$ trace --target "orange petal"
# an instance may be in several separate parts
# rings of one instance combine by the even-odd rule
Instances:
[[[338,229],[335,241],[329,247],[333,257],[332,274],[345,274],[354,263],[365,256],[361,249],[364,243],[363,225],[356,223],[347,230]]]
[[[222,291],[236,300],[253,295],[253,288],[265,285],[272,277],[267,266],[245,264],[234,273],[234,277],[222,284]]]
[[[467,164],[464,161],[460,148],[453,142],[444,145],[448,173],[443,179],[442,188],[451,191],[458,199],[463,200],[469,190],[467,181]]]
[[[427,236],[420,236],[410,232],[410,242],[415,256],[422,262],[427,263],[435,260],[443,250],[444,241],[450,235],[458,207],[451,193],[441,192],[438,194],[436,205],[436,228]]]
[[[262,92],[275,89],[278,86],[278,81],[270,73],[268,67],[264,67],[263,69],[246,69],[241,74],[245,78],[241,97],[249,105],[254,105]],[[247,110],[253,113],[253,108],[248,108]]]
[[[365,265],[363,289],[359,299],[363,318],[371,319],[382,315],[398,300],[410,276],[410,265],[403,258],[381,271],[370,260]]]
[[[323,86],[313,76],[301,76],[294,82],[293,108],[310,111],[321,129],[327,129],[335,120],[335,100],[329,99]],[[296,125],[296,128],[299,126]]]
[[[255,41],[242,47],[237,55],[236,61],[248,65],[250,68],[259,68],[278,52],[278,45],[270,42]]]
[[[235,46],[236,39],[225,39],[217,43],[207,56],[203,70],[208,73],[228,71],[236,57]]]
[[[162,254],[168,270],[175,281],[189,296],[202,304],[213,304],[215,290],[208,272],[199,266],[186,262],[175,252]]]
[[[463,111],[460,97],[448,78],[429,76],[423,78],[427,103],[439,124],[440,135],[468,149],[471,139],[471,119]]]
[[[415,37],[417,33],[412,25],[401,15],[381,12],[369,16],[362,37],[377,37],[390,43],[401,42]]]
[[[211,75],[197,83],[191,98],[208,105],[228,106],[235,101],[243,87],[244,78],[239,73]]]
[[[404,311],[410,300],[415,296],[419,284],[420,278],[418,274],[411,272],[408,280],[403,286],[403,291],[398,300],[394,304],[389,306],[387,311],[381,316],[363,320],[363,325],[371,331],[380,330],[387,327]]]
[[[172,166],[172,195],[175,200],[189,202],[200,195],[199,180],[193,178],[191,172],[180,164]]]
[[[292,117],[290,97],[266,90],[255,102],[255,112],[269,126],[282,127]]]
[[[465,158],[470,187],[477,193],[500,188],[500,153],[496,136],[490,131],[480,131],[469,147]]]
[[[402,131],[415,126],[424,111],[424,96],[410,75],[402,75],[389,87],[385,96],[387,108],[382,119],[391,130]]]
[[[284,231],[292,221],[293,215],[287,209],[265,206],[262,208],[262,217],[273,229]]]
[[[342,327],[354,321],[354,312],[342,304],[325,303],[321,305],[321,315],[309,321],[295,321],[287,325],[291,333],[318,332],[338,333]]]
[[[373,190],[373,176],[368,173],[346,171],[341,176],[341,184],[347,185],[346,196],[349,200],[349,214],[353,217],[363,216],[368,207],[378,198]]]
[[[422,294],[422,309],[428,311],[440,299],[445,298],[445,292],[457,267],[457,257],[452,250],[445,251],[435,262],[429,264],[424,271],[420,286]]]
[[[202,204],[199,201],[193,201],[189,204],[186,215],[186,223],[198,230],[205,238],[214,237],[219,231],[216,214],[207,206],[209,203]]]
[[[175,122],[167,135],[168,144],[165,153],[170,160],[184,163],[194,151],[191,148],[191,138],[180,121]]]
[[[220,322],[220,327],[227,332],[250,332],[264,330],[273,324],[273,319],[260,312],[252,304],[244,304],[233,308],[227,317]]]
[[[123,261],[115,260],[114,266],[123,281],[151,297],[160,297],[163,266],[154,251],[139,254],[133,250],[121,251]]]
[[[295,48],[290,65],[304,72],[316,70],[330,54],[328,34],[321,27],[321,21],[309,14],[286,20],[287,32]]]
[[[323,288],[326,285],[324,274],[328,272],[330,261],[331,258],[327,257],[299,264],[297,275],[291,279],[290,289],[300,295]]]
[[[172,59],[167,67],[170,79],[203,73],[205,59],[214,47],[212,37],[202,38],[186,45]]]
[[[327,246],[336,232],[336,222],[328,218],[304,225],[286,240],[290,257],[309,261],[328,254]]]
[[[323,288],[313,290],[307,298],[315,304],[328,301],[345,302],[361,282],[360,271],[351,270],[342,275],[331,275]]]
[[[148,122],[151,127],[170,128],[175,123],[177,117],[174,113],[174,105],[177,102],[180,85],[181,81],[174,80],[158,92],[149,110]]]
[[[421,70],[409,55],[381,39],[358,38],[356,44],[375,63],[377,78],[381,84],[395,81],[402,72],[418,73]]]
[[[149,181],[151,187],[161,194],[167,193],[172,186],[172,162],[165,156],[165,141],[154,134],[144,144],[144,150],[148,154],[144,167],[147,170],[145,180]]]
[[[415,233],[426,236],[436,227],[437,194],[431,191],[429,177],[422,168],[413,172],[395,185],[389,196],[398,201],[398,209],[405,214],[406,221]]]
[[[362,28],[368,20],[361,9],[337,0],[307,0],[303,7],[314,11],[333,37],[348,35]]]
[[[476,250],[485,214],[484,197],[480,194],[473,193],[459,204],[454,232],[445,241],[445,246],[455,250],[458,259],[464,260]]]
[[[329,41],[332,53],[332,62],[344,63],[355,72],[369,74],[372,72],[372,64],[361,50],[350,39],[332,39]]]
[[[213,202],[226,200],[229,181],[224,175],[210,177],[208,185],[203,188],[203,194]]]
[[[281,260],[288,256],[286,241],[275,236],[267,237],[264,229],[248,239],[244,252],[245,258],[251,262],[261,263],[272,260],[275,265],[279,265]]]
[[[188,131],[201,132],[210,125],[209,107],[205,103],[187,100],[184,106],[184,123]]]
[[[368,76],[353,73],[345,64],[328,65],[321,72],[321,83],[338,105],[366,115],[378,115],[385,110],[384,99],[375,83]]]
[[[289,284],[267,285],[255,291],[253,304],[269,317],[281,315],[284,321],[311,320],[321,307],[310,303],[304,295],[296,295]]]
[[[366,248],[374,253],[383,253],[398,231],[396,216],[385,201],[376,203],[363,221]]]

* * *

▶ **AIM OF THE TASK**: The lines from the first of the entries through the line holding "# rings of one" are to be restated word for word, and no others.

▶ **WRITTEN RESPONSE**:
$ trace --target "orange petal"
# an instance may be in several separate parts
# rings of one instance combine by the even-odd rule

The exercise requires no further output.